Exercise task
Retype the material below word for word, keeping every line and number in its original order.

Information shown
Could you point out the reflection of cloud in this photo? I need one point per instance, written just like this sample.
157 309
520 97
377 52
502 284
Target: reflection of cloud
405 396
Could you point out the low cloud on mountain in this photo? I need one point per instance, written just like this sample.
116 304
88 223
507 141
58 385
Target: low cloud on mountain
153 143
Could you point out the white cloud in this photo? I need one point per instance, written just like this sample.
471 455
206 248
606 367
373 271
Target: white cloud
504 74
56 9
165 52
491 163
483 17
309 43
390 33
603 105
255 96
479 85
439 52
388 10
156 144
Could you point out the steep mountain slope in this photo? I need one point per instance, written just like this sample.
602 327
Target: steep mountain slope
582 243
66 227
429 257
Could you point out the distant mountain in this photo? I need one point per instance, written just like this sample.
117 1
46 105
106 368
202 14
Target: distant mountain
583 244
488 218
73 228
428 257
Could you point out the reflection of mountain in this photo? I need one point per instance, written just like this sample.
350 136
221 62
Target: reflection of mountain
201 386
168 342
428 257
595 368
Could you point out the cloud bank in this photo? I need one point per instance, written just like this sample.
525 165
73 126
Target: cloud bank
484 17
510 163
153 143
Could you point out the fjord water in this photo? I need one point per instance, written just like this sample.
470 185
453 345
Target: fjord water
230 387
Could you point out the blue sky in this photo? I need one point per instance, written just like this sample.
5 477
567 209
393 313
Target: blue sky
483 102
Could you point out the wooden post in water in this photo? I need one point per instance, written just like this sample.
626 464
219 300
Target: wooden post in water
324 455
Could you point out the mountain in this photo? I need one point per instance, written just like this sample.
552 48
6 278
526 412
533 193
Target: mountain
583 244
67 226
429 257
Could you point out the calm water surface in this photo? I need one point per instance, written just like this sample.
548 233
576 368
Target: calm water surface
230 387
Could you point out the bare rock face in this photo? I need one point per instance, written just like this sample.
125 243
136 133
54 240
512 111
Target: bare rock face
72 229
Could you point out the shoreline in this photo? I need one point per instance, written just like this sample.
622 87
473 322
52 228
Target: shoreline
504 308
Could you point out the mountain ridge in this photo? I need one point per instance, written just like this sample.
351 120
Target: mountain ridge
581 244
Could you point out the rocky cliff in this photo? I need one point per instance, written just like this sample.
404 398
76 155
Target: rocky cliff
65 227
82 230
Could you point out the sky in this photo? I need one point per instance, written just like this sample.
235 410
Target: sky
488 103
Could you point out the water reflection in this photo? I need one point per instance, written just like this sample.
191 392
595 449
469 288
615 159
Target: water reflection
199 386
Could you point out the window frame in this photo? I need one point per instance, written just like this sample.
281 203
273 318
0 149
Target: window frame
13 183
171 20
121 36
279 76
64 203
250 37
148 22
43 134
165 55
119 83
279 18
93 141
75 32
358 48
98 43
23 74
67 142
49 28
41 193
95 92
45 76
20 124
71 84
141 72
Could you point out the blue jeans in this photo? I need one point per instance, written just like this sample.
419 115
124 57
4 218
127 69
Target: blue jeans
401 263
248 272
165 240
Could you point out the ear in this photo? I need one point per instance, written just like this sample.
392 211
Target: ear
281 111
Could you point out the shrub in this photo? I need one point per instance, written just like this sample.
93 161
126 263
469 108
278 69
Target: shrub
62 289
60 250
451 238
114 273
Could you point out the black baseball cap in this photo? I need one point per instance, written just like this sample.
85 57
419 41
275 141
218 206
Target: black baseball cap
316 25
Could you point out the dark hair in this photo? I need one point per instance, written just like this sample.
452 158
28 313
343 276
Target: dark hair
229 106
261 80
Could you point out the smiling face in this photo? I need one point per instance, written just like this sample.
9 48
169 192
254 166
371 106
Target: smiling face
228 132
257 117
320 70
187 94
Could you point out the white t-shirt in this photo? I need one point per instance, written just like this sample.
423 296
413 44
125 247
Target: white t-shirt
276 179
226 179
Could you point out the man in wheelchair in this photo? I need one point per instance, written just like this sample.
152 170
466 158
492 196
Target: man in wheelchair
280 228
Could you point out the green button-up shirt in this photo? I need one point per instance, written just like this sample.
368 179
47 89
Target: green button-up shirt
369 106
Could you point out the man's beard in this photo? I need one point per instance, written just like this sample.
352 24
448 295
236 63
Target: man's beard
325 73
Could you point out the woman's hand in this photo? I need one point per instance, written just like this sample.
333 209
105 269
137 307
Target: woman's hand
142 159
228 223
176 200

The response
Could you point out the reflection of cloud in this photo? I need one point per instance, written just like this sample.
157 309
520 97
377 52
502 284
Target: reflection of cloud
405 396
Could you point out the low cloud on mountain in this photo? I need one point per instance, written just like this sample.
116 304
88 223
507 141
58 385
Target: low cloud on mountain
153 143
Could you point out the white cloud in this photo? I need one point per instance, written just like this sample.
471 455
206 248
606 367
373 271
Target: white cloud
504 74
56 9
165 52
491 163
483 17
309 43
390 33
603 105
255 96
479 85
439 52
388 10
156 144
Could you point out the steep mountain slope in this photo? I need one point per instance, written just like this sample.
602 327
Target: steep mountain slope
582 243
66 227
429 257
Could you point out the distant mountain in this photo? I need one point per instance, written just like this sample.
117 1
46 105
106 368
202 14
Target: distant mountain
583 244
488 218
73 228
428 257
Could you point out the reflection of mountain in this photo? I need one point per instance, written just like this sample.
350 136
221 62
Target: reflection of mountain
201 386
168 342
428 257
595 368
Could you point out the cloud bank in this photo? I need one point per instance, written just like this sample.
525 165
73 126
Target: cloud bank
484 17
510 163
153 143
Could you point out the fjord water in this photo? I need one point per instance, written just like this sample.
470 185
453 345
Target: fjord water
230 387
Could you point out the blue sky in this photo? I need one point per instance, written just like this sample.
5 477
567 209
393 313
Target: blue sky
483 102
Could you point out the wooden post in water in this photo? I need one point per instance, written just like this sample.
626 464
219 300
Target: wooden post in water
324 455
Could you point out the mountain in this photo? I need one point per instance, written just like this sample.
552 48
6 278
526 412
533 193
Target: mountain
583 244
67 226
429 257
Could you point out the calm water surface in this photo? I need one point per instance, written just like this sample.
548 233
576 368
Target: calm water surface
230 387
Could you point out the bare rock face in this photo? I need one point per instance, written just like this sample.
125 243
136 133
54 240
512 111
Target: bare rock face
72 229
Could you point out the shoreline in this photo? I need one point per instance, written just like this sample.
622 87
473 322
52 228
Target: shoreline
504 308
Could you point out the mountain ridge in this photo? I need one point per instance, written just like this sample.
351 120
Target: mountain ridge
581 244
Could you point out the rocky cliff in this photo? I need one point per instance, written just like this sample.
404 398
76 155
Target: rocky cliff
65 227
82 230
Could you point out the sky in this photo? I need one point per instance, written just like this sample.
235 410
Target: sky
488 103
Could you point out the water reflection in this photo? I need one point per instance, written just like this sample.
191 392
595 449
469 288
615 159
Target: water reflection
199 386
Could you point out the window frame in this photo? I need one point per instance, written just like this sample.
281 203
273 318
0 149
Target: window frame
13 183
171 20
121 36
279 76
64 203
250 37
148 22
43 134
165 55
119 83
279 18
93 141
75 32
358 48
98 43
23 74
67 142
49 28
41 193
95 92
45 76
20 124
71 84
141 72
Could you point out the blue jeans in this photo? I need one point per instance, written just like this sample.
419 115
124 57
4 218
127 69
Target: blue jeans
401 263
248 272
165 240
Could you point out the ear in this photo? I need one point per instance, written just like this sample.
392 211
Target: ear
281 111
Could you point out the shrub in this photo? I need one point per instance, written just like this sample.
93 161
126 263
469 108
278 69
Target: shrub
62 289
60 250
451 238
114 273
Could you point out the black baseball cap in this photo? I need one point per instance, written just like this sample.
85 57
419 41
275 141
218 206
Target: black baseball cap
316 25
Could you point out the dark hair in this photo? I need one point per instance, written just like this sample.
452 158
28 313
343 276
Target: dark hair
229 106
261 80
Could you point out the smiling face in this photo? I need one point per instance, written just like this sample.
9 48
169 192
254 166
371 106
Target: smiling face
228 132
257 117
320 70
187 94
Could you point out the white t-shirt in this photo? I need one point per instance, written just like this sample.
423 296
413 44
125 247
Target: white t-shirt
276 179
226 179
Could you point out the man in wheelchair in this photo? I need one point per instance, written just like this sample.
152 170
466 158
492 196
Target: man in wheelchair
280 228
Could you point out the green button-up shirt in this photo? I need one point per instance, written just like this sample.
368 179
47 89
Target: green button-up shirt
369 106
Could you point out the man's beard in this photo? I need one point per instance, written just like this sample.
352 24
448 295
236 63
Target: man's beard
325 73
Could you point out the woman's hand in this photo? I need one point per instance, written just like this sample.
333 209
105 269
137 307
Target: woman's hand
142 159
228 223
176 200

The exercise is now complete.